Would you transcribe all of the data exactly, down to the last character?

(Excerpts of location labeling data)
····················

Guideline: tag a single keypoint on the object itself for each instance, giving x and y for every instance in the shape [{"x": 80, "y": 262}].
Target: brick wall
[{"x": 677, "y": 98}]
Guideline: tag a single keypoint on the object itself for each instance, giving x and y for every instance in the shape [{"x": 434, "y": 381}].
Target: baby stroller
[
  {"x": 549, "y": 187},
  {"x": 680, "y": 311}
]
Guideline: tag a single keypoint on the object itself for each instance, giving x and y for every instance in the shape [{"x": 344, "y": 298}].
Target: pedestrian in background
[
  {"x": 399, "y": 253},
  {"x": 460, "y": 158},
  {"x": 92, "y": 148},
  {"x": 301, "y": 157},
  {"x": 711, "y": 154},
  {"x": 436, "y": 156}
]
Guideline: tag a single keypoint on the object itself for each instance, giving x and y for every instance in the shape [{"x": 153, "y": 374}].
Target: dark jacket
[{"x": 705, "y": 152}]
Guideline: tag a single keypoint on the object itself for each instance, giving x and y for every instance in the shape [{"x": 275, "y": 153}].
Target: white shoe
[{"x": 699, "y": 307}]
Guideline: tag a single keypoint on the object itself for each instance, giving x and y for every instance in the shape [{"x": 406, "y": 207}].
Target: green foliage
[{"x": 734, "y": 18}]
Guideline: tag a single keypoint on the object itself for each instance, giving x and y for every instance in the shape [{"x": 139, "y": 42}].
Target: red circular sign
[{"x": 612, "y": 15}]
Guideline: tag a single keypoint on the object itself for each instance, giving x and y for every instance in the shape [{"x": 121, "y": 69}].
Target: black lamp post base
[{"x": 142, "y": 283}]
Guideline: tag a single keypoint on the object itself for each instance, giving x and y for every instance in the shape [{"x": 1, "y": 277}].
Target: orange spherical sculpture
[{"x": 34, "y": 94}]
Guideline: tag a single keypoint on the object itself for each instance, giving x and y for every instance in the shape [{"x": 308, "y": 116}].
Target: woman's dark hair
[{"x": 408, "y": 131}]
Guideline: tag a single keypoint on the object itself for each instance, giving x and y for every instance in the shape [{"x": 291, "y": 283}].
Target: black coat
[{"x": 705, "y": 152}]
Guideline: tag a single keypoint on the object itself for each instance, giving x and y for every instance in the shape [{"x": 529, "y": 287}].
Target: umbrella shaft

····················

--- FULL RESPONSE ---
Guideline: tag a single keypoint on the object itself for each instance, giving x and y for every instance in the shape [{"x": 80, "y": 262}].
Target: brick wall
[{"x": 677, "y": 98}]
Guideline: tag a single keypoint on the object itself for each instance, giving x and y for every instance in the shape [{"x": 434, "y": 381}].
Target: baby stroller
[
  {"x": 549, "y": 187},
  {"x": 680, "y": 311}
]
Guideline: tag a single keypoint on the object itself for each instance, giving x and y for every instance in the shape [{"x": 344, "y": 298}].
Target: pedestrian in background
[
  {"x": 399, "y": 253},
  {"x": 460, "y": 158},
  {"x": 92, "y": 148},
  {"x": 301, "y": 157},
  {"x": 711, "y": 154},
  {"x": 436, "y": 156}
]
Guideline: tag a single keypoint on the object itself for each instance, giving x and y for every instance in the shape [{"x": 153, "y": 374}].
Target: dark jacket
[{"x": 705, "y": 152}]
Guideline: tag a single keypoint on the object itself for each instance, giving x and y for every instance in the shape [{"x": 275, "y": 153}].
Target: white shoe
[{"x": 699, "y": 307}]
Guideline: tag a single keypoint on the object itself for each instance, giving x and y for every instance in the shape [{"x": 406, "y": 207}].
Target: green foliage
[{"x": 734, "y": 18}]
Guideline: tag a single keypoint on the object itself for each instance, giving x and y for every instance in the shape [{"x": 139, "y": 42}].
Target: red circular sign
[{"x": 612, "y": 15}]
Guideline: tag a single keypoint on the object itself for each instance, giving x and y for every instance in the shape [{"x": 121, "y": 69}].
Target: black lamp post base
[{"x": 142, "y": 283}]
Guideline: tag a single keypoint on the object itself for each instance, giving x and y for every instance in the shape [{"x": 1, "y": 277}].
Target: orange spherical sculpture
[{"x": 34, "y": 94}]
Guideline: tag a single keypoint on the object itself for each instance, giving x and y for every instance in the shape [{"x": 308, "y": 116}].
Target: woman's dark hair
[{"x": 408, "y": 131}]
Guideline: tag a single keypoint on the object itself for each instance, giving x and y for every instance in the shape [{"x": 291, "y": 283}].
Target: black coat
[{"x": 705, "y": 152}]
Guideline: tag a single keypoint on the object itself for each instance, giving x and y for every instance in the shape [{"x": 529, "y": 287}].
Target: umbrella shaft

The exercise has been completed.